### Aim of the task
Rename "rough mask" to "coarse mask" throughout the lines below, leaving everything else unchanged. Omit the pictures from your answer.

[Stored records]
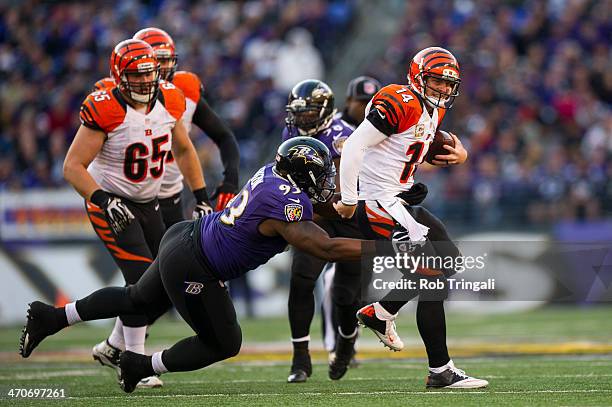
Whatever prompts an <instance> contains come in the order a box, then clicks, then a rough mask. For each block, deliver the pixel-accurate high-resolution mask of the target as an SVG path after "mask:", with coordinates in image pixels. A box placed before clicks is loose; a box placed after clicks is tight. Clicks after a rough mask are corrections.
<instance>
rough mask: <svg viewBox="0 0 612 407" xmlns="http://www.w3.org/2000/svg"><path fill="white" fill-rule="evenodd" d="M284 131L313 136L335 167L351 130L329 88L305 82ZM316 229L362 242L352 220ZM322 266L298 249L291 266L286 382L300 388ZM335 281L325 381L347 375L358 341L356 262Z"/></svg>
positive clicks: (351, 264)
mask: <svg viewBox="0 0 612 407" xmlns="http://www.w3.org/2000/svg"><path fill="white" fill-rule="evenodd" d="M286 110H287V118H286V120H285V121H286V124H287V126H286V127H285V129H283V133H282V138H283V140H288V139H291V138H292V137H297V136H309V137H313V138H315V139H317V140H319V141H321V142H323V144H325V145H326V146H327V148H328V149H329V151H330V152H331V158H332V159H333V161H334V164H336V165H338V164H339V162H340V155H341V153H342V145H343V144H344V142H345V141H346V140H347V138H348V137H349V136H350V135H351V133H352V132H353V130H354V127H352V126H350V125H349V124H348V123H346V122H345V121H344V120H342V119H340V118H335V117H334V114H335V113H336V110H335V109H334V94H333V92H332V90H331V89H330V87H329V86H328V85H327V84H326V83H324V82H322V81H319V80H314V79H309V80H304V81H301V82H299V83H298V84H296V85H295V86H294V87H293V89H292V90H291V92H290V93H289V98H288V103H287V106H286ZM317 224H318V225H319V226H320V227H322V228H323V229H324V230H325V231H326V232H327V233H328V234H329V235H330V236H332V237H336V236H338V237H350V238H357V239H359V238H361V232H360V231H359V227H358V225H357V222H356V221H353V220H348V221H347V220H343V219H338V220H329V219H318V220H317ZM324 266H325V261H323V260H321V259H320V258H317V257H314V256H312V255H310V254H308V252H306V251H303V250H299V249H298V248H296V249H295V250H293V256H292V262H291V282H290V288H289V300H288V309H289V325H290V327H291V342H292V345H293V358H292V363H291V371H290V374H289V377H288V378H287V382H289V383H303V382H305V381H306V380H307V379H308V377H309V376H310V375H311V374H312V363H311V360H310V352H309V349H308V347H309V343H310V335H309V333H310V324H311V323H312V319H313V316H314V310H315V301H314V295H313V291H314V288H315V284H316V281H317V278H318V277H319V275H320V274H321V272H322V271H323V267H324ZM335 267H336V269H337V271H336V272H335V273H334V277H333V289H334V290H336V292H335V293H334V294H335V295H334V296H333V297H334V300H335V304H334V305H335V306H334V308H335V311H337V318H336V320H337V321H338V330H337V332H334V334H335V336H336V337H337V338H338V340H337V346H336V348H337V349H336V353H335V357H334V358H333V359H332V360H330V365H329V372H328V374H329V377H330V378H331V379H333V380H338V379H340V378H341V377H342V376H343V375H344V374H345V373H346V369H347V367H348V364H349V362H350V360H351V357H352V356H353V353H354V345H355V340H356V339H357V332H358V330H357V320H356V319H355V312H356V311H357V310H358V308H359V303H358V302H357V297H358V292H359V284H360V279H359V275H360V262H341V263H337V264H336V265H335Z"/></svg>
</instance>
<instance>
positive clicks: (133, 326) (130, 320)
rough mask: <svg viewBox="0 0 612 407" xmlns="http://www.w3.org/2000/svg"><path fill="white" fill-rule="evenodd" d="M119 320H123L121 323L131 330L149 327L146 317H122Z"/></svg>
mask: <svg viewBox="0 0 612 407" xmlns="http://www.w3.org/2000/svg"><path fill="white" fill-rule="evenodd" d="M119 319H121V322H123V326H127V327H131V328H138V327H141V326H147V316H146V315H120V316H119Z"/></svg>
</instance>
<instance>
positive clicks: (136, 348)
mask: <svg viewBox="0 0 612 407" xmlns="http://www.w3.org/2000/svg"><path fill="white" fill-rule="evenodd" d="M146 334H147V326H146V325H145V326H139V327H131V326H125V325H124V326H123V339H124V340H125V350H129V351H131V352H134V353H140V354H141V355H144V354H145V353H144V339H145V336H146Z"/></svg>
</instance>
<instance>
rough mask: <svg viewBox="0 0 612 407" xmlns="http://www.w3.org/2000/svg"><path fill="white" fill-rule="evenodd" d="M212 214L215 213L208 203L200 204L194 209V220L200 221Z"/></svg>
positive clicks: (210, 206)
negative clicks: (200, 218) (200, 219)
mask: <svg viewBox="0 0 612 407" xmlns="http://www.w3.org/2000/svg"><path fill="white" fill-rule="evenodd" d="M211 213H213V209H212V207H211V206H210V205H209V204H208V203H207V202H203V201H202V202H198V203H197V204H196V206H195V208H193V216H192V219H193V220H196V219H200V218H203V217H204V216H206V215H210V214H211Z"/></svg>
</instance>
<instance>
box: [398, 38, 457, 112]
mask: <svg viewBox="0 0 612 407" xmlns="http://www.w3.org/2000/svg"><path fill="white" fill-rule="evenodd" d="M407 77H408V82H409V84H410V87H411V88H412V90H414V91H415V92H416V93H418V94H419V95H420V96H422V97H423V99H424V100H425V101H427V102H428V103H429V104H431V105H432V106H435V107H440V108H443V109H449V108H450V107H451V106H452V104H453V102H454V100H455V98H456V97H457V96H458V95H459V84H460V83H461V75H460V71H459V63H458V62H457V59H456V58H455V56H454V55H453V54H451V52H450V51H448V50H446V49H444V48H441V47H429V48H425V49H423V50H421V51H419V52H418V53H417V54H416V55H415V56H414V58H412V61H411V62H410V70H409V71H408V75H407ZM428 77H435V78H438V79H442V80H445V81H448V82H450V83H452V84H453V87H452V91H451V93H450V94H449V95H442V94H439V96H438V97H435V96H427V95H426V90H427V87H428V86H427V78H428Z"/></svg>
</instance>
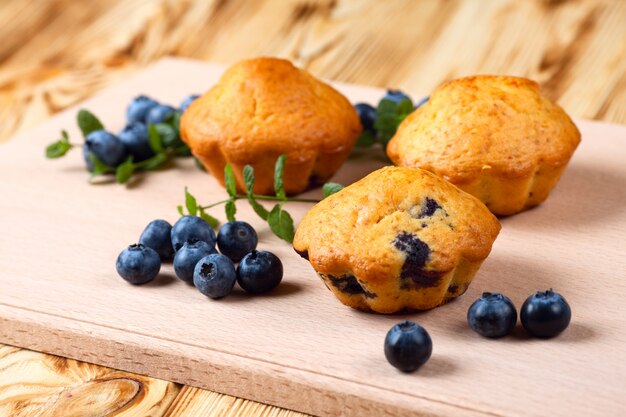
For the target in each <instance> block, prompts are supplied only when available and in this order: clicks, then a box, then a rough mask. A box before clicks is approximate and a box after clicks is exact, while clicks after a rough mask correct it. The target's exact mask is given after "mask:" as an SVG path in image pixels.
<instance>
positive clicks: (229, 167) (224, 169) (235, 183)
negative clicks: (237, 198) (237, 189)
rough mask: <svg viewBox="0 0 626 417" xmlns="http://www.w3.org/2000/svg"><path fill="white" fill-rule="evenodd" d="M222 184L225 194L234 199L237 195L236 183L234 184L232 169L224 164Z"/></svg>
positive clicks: (234, 181)
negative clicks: (226, 193) (223, 178)
mask: <svg viewBox="0 0 626 417" xmlns="http://www.w3.org/2000/svg"><path fill="white" fill-rule="evenodd" d="M224 183H225V184H226V192H227V193H228V195H229V196H231V197H235V196H236V195H237V183H236V182H235V174H233V167H231V166H230V164H226V166H225V167H224Z"/></svg>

### Exercise response
Whatever prompts an <instance> contains come in the order a box, then clicks, then a coarse mask. For each block, deliver the pixel-accurate high-resolution mask of the target as an SVG path after "mask:", with coordinates in image pixels. A box placed before clicks is loose; a box placed after clicks is tight. Clicks after a coarse mask are corrections.
<instance>
coarse mask: <svg viewBox="0 0 612 407" xmlns="http://www.w3.org/2000/svg"><path fill="white" fill-rule="evenodd" d="M284 131L313 136L335 167L351 130L329 88L305 82ZM316 229L362 242L352 220ZM322 266L298 249L291 266L286 382L300 388ZM335 281L325 381L347 375L358 341L356 262Z"/></svg>
positive clicks: (351, 264)
mask: <svg viewBox="0 0 612 407" xmlns="http://www.w3.org/2000/svg"><path fill="white" fill-rule="evenodd" d="M286 110H287V118H286V120H285V121H286V124H287V126H286V127H285V129H283V133H282V138H283V140H288V139H291V138H292V137H297V136H309V137H313V138H315V139H317V140H319V141H321V142H323V144H325V145H326V146H327V148H328V149H329V151H330V152H331V158H332V159H333V161H334V164H336V165H338V164H339V162H340V155H341V153H342V145H343V144H344V142H345V141H346V140H347V138H348V137H349V136H350V135H351V133H352V132H353V130H354V127H352V126H350V125H349V124H348V123H346V122H345V121H344V120H342V119H340V118H335V117H334V114H335V113H336V110H335V109H334V94H333V92H332V90H331V89H330V87H329V86H328V85H327V84H326V83H324V82H322V81H319V80H314V79H309V80H304V81H301V82H299V83H298V84H296V85H295V86H294V87H293V89H292V90H291V92H290V93H289V98H288V103H287V106H286ZM317 224H318V225H319V226H320V227H322V228H323V229H324V230H325V231H326V232H327V233H328V234H329V235H330V236H332V237H336V236H338V237H350V238H357V239H359V238H361V232H360V231H359V227H358V225H357V222H356V221H353V220H348V221H347V220H343V219H338V220H329V219H318V220H317ZM324 266H325V261H323V260H321V259H320V258H317V257H314V256H312V255H310V254H308V252H306V251H303V250H299V249H298V248H296V249H295V250H293V256H292V262H291V282H290V288H289V300H288V309H289V325H290V327H291V342H292V345H293V358H292V363H291V371H290V374H289V377H288V378H287V382H289V383H303V382H305V381H306V380H307V379H308V377H309V376H310V375H311V374H312V363H311V360H310V352H309V349H308V347H309V343H310V335H309V333H310V324H311V323H312V319H313V316H314V310H315V301H314V295H313V291H314V288H315V284H316V281H317V278H318V277H319V275H320V274H321V272H322V271H323V267H324ZM335 267H336V269H337V271H336V272H335V273H334V277H333V289H334V290H336V292H335V293H334V294H335V295H334V296H333V297H334V300H335V304H334V305H335V306H334V308H335V311H337V318H336V320H337V321H338V330H337V332H334V334H335V336H336V337H337V338H338V340H337V346H336V348H337V349H336V353H335V357H334V358H333V359H332V360H330V365H329V372H328V374H329V377H330V378H331V379H333V380H338V379H340V378H341V377H342V376H343V375H344V374H345V373H346V369H347V367H348V364H349V362H350V360H351V357H352V356H353V353H354V345H355V340H356V339H357V332H358V330H357V320H356V319H355V312H356V311H357V310H358V308H359V303H358V302H357V297H358V292H359V284H360V279H359V275H360V262H341V263H337V264H336V265H335Z"/></svg>
</instance>
<instance>
positive clicks: (133, 326) (130, 320)
coarse mask: <svg viewBox="0 0 612 407" xmlns="http://www.w3.org/2000/svg"><path fill="white" fill-rule="evenodd" d="M119 320H123L121 323L131 330L149 327L146 317H122Z"/></svg>
mask: <svg viewBox="0 0 612 407" xmlns="http://www.w3.org/2000/svg"><path fill="white" fill-rule="evenodd" d="M119 319H121V322H123V326H127V327H131V328H138V327H141V326H147V316H146V315H120V316H119Z"/></svg>
</instance>
<instance>
positive clicks: (136, 348)
mask: <svg viewBox="0 0 612 407" xmlns="http://www.w3.org/2000/svg"><path fill="white" fill-rule="evenodd" d="M146 334H147V326H146V325H145V326H139V327H131V326H125V325H124V326H123V339H124V340H125V350H129V351H131V352H134V353H140V354H141V355H144V354H145V353H144V339H145V336H146Z"/></svg>
</instance>
<instance>
coarse mask: <svg viewBox="0 0 612 407" xmlns="http://www.w3.org/2000/svg"><path fill="white" fill-rule="evenodd" d="M212 214L215 213L208 203L200 204L194 209V220L200 221Z"/></svg>
positive clicks: (210, 206)
negative clicks: (200, 218) (200, 219)
mask: <svg viewBox="0 0 612 407" xmlns="http://www.w3.org/2000/svg"><path fill="white" fill-rule="evenodd" d="M211 213H213V209H212V207H211V206H210V205H209V204H208V203H207V202H203V201H202V202H198V203H197V204H196V206H195V208H193V216H192V219H193V220H196V219H200V218H203V217H204V216H206V215H210V214H211Z"/></svg>
</instance>
<instance>
box: [398, 38, 457, 112]
mask: <svg viewBox="0 0 612 407" xmlns="http://www.w3.org/2000/svg"><path fill="white" fill-rule="evenodd" d="M407 77H408V82H409V84H410V87H411V88H412V90H414V91H415V92H416V93H418V94H419V95H420V96H422V97H423V99H424V100H425V101H427V102H428V103H429V104H431V105H432V106H435V107H440V108H443V109H449V108H450V107H451V106H452V104H453V102H454V100H455V98H456V97H457V96H458V95H459V84H460V83H461V75H460V71H459V63H458V62H457V59H456V58H455V56H454V55H453V54H451V52H450V51H448V50H446V49H444V48H441V47H429V48H425V49H423V50H421V51H419V52H418V53H417V54H416V55H415V56H414V58H412V61H411V62H410V70H409V71H408V75H407ZM428 77H435V78H438V79H442V80H445V81H448V82H450V83H452V84H453V87H452V91H451V93H450V94H449V95H442V94H439V96H438V97H435V96H427V95H426V90H427V87H428V86H427V78H428Z"/></svg>
</instance>
For the target in each <instance> block, prompts are supplied only when available and in this order: clicks, then a box, then a coarse mask. A box before clicks is approximate and a box after clicks is exact, while clicks after a coarse mask correct it. The target's exact mask is given after "mask:" as an SVG path in image pixels.
<instance>
positive clicks: (229, 167) (224, 169) (235, 183)
negative clicks: (237, 198) (237, 189)
coarse mask: <svg viewBox="0 0 626 417" xmlns="http://www.w3.org/2000/svg"><path fill="white" fill-rule="evenodd" d="M222 184L225 194L234 199L237 195L236 183L234 184L232 169L224 164Z"/></svg>
positive clicks: (234, 181)
negative clicks: (226, 193) (223, 178)
mask: <svg viewBox="0 0 626 417" xmlns="http://www.w3.org/2000/svg"><path fill="white" fill-rule="evenodd" d="M224 183H225V184H226V192H227V193H228V195H229V196H231V197H235V196H236V195H237V183H236V182H235V174H233V167H231V166H230V164H226V166H225V167H224Z"/></svg>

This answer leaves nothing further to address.